TASK GOAL. Reproduce every line of the entries below, requests included. Rescale each coordinate in the answers by multiplying it by 2.15 and rounding to the nearest whole number, with halves rounded up.

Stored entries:
◇ ◇ ◇ ◇ ◇

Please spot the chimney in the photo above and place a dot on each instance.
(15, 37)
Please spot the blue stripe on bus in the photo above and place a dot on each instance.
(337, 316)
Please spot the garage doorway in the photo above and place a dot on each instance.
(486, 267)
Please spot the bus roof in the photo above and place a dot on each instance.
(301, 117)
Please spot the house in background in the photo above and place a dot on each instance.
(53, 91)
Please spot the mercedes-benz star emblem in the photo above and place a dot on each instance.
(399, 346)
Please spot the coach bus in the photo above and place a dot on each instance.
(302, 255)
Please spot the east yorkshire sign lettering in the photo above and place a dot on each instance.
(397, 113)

◇ ◇ ◇ ◇ ◇

WRITTEN ANSWER.
Please spot the chimney in the photo above and place a dot on each instance.
(32, 80)
Please spot the blue stripe on bus in the photo above and place a dot on each instance.
(725, 679)
Please spot the garage doorway in the photo above and place a dot on each instance.
(1045, 574)
Please spot the bus roof in the photo above and place a dot on each instance.
(647, 252)
Please spot the house in background in the photo above and place a dot on each instance.
(114, 196)
Please spot the mercedes-benz star emblem in the photo above and place a dot on each instance.
(858, 744)
Please spot the coach bus in the photo above and place a dot on each instance.
(649, 548)
Please spot the east yorkshire sign lettering in the photo above and place a dot on each instance.
(854, 243)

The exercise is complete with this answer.